> **Exercise task**
Retype the material character for character, starting at its first line and stopping after the line that contains "x=357 y=118".

> **Items**
━━━━━━━━━━

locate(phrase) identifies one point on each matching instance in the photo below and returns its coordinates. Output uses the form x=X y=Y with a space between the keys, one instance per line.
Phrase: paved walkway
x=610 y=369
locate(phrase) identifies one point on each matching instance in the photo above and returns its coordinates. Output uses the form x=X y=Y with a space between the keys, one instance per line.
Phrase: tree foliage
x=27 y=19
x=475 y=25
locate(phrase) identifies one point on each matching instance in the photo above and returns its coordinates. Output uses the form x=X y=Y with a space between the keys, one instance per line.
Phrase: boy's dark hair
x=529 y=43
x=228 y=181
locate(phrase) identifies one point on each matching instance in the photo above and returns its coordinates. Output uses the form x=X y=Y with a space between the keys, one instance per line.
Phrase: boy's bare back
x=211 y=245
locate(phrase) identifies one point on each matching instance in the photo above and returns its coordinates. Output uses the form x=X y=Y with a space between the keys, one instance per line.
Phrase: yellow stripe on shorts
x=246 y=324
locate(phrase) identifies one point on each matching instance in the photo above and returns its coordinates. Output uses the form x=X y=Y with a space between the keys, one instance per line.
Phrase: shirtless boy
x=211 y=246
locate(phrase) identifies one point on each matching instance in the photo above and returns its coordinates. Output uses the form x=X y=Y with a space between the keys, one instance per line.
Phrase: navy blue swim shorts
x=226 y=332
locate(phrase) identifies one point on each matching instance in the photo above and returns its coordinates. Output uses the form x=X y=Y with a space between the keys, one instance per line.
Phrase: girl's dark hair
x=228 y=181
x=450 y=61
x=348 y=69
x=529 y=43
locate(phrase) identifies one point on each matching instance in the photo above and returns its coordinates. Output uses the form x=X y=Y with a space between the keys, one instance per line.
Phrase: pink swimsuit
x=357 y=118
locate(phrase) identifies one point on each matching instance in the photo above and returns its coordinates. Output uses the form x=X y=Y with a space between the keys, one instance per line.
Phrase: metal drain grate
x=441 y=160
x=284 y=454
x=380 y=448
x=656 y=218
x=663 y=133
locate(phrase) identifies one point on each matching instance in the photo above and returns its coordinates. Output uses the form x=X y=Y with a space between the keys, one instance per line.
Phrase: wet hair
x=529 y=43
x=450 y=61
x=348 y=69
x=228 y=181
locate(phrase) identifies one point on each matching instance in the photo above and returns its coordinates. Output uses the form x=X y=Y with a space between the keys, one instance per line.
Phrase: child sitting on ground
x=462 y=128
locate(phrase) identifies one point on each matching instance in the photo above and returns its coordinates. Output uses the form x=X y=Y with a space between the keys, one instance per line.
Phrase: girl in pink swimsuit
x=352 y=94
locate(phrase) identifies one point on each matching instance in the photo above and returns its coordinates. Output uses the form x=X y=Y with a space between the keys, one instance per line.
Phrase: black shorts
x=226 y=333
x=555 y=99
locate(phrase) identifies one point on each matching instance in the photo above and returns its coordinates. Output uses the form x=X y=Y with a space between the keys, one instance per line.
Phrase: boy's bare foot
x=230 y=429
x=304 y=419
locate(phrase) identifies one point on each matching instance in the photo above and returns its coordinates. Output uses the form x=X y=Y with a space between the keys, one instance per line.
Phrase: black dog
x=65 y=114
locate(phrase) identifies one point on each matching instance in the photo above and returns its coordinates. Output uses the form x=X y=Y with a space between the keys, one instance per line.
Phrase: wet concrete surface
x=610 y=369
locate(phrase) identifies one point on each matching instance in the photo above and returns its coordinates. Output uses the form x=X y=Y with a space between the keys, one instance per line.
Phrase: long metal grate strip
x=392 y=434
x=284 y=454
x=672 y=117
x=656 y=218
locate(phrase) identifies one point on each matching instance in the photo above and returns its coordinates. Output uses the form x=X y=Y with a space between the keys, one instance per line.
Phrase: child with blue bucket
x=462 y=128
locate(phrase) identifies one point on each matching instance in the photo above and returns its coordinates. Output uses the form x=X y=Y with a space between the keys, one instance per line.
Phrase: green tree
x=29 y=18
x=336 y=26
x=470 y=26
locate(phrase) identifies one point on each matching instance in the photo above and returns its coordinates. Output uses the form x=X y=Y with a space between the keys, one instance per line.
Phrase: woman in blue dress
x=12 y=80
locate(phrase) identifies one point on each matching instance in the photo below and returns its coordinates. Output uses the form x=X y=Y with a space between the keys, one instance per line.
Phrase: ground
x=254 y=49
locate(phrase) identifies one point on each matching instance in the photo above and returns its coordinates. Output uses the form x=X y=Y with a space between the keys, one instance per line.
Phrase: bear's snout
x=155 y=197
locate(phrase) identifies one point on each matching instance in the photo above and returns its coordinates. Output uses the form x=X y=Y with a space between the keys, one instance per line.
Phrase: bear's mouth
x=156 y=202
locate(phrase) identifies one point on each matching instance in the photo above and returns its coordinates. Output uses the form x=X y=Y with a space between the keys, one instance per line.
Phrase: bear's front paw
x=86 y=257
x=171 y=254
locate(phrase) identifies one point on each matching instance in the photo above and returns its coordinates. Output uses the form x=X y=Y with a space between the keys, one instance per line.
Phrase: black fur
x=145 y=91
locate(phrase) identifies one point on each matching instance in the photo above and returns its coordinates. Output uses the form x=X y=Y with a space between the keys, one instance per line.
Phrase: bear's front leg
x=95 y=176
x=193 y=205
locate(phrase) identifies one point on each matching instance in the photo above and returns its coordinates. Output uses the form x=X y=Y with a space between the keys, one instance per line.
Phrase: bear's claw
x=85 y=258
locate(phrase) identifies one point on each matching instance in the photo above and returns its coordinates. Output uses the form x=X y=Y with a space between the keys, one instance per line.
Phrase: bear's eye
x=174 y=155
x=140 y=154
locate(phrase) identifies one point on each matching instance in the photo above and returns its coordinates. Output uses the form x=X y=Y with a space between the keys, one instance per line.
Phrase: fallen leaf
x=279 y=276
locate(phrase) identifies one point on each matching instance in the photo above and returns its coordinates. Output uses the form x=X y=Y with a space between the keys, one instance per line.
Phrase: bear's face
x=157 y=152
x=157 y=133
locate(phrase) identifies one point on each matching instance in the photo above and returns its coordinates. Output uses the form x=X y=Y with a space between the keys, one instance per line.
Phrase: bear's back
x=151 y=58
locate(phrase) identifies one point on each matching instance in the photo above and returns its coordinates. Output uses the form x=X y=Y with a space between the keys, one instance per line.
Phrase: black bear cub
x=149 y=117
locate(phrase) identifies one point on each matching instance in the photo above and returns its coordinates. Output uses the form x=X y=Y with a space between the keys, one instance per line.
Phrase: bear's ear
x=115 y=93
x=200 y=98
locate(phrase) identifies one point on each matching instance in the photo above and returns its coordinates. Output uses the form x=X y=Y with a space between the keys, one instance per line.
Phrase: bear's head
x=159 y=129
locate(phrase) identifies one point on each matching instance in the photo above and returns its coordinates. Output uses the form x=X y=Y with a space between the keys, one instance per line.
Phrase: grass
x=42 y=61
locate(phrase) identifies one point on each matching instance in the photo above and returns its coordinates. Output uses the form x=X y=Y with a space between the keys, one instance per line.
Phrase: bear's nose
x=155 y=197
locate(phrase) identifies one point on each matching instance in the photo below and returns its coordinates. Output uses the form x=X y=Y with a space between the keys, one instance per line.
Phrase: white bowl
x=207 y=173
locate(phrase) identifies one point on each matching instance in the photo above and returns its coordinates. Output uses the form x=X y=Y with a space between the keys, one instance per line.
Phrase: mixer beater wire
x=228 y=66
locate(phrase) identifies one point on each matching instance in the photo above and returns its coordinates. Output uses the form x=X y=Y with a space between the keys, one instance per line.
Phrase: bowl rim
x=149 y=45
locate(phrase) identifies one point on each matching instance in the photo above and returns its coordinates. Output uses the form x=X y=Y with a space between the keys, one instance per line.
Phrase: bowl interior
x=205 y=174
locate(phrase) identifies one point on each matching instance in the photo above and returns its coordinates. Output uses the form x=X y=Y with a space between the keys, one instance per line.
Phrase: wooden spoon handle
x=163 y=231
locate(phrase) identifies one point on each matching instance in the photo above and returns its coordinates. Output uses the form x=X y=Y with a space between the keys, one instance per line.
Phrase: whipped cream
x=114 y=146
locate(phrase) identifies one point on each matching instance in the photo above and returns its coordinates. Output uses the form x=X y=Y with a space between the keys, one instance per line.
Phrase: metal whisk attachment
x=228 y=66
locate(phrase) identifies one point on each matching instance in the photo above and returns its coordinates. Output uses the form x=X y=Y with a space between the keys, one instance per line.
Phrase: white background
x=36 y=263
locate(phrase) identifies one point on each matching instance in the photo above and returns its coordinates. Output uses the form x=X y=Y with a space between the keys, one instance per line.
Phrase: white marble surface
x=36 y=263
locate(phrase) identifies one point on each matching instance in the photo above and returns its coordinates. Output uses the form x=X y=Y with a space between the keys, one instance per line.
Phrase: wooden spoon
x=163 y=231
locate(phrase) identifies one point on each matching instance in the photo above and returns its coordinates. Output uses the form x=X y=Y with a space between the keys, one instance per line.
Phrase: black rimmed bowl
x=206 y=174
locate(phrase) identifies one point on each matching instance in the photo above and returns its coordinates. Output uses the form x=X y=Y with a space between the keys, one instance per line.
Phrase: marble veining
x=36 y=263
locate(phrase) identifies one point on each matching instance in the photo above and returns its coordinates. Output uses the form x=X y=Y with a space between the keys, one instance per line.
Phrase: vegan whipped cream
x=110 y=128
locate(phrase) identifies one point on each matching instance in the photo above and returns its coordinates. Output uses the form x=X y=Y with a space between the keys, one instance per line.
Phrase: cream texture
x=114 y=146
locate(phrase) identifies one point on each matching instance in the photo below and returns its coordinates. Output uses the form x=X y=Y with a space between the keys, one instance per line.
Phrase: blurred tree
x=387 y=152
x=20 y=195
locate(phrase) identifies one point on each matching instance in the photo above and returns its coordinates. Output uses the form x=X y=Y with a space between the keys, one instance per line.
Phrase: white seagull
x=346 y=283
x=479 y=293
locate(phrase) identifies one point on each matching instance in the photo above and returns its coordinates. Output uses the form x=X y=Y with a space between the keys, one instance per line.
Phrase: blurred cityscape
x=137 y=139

━━━━━━━━━━

> **Written response**
locate(phrase) identifies one point on each matching instance in the photo below and returns its coordinates. Output uses the form x=X y=Y with a space between the keys, one instance per line.
Phrase: paved walkway
x=610 y=369
locate(phrase) identifies one point on each matching instance in the photo above and returns its coordinates. Output uses the form x=X y=Y with a space between the keys, one instance per line.
Phrase: tree foliage
x=27 y=19
x=475 y=25
locate(phrase) identifies one point on each matching instance in the photo above and returns its coordinates. Output uses the form x=X y=Y with a space between the keys, one instance per line.
Phrase: boy's dark hair
x=529 y=43
x=228 y=181
locate(phrase) identifies one point on each matching instance in the photo above and returns its coordinates. Output uses the form x=X y=Y with a space between the keys, one instance per line.
Phrase: boy's bare back
x=211 y=245
locate(phrase) identifies one point on each matching instance in the photo above and returns its coordinates. Output uses the form x=X y=Y with a space between the keys, one instance per line.
Phrase: yellow stripe on shorts
x=246 y=324
locate(phrase) identifies one point on each matching instance in the photo above and returns its coordinates. Output uses the form x=X y=Y with a space between the keys, one instance per line.
Phrase: shirtless boy
x=211 y=246
locate(phrase) identifies one point on each matching instance in the photo above and returns its coordinates. Output uses the form x=X y=Y with a space between the keys, one instance per line.
Phrase: navy blue swim shorts
x=226 y=332
locate(phrase) identifies one point on each matching instance in the photo above and returns its coordinates. Output uses the form x=X y=Y with a space between the keys, one instance per line.
Phrase: girl's dark hair
x=228 y=181
x=450 y=61
x=348 y=69
x=529 y=43
locate(phrase) identifies one point on each matching instance in the photo above and returns its coordinates. Output uses the form x=X y=Y with a space between the keys, one instance per line.
Phrase: pink swimsuit
x=357 y=118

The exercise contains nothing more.